_What needs to be done:_
Copy every line of the listing below without changing anything.

Bounding-box records
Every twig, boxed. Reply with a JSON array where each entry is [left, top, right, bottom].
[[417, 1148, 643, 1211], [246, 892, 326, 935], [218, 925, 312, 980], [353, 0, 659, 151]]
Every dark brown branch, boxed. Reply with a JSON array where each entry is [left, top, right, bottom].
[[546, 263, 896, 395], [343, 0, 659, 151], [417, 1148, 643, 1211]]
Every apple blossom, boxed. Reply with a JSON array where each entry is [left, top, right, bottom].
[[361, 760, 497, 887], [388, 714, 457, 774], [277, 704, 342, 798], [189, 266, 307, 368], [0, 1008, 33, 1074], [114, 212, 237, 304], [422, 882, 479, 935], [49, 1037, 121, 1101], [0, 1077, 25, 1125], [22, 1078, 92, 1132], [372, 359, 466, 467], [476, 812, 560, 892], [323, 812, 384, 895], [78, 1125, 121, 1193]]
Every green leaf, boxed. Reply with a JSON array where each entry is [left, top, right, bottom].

_Solution to this problem:_
Every twig, boxed. Reply with a JSON array where each entry is [left, top, right, bottom].
[[417, 1148, 643, 1211], [246, 892, 326, 935], [218, 925, 312, 980], [353, 0, 659, 151]]
Every dark brown branch, boxed. Reply with a JSON array where each entry is [left, top, right, bottom].
[[546, 263, 896, 395], [343, 0, 659, 151], [417, 1148, 643, 1211]]
Every apple blossom, boxed. Reply with a JSON array where each entry is [left, top, right, bottom].
[[361, 760, 497, 887], [388, 714, 457, 774], [277, 704, 342, 798], [189, 266, 307, 368], [0, 1008, 33, 1074], [114, 212, 237, 304], [422, 882, 479, 935], [49, 1037, 121, 1101], [0, 1077, 25, 1125], [22, 1078, 92, 1132], [372, 359, 466, 467], [476, 812, 560, 892], [323, 812, 384, 895], [78, 1125, 121, 1193]]
Every green leaf, boxed. Reply with a JSON array where each entry is [left, top, right, bottom].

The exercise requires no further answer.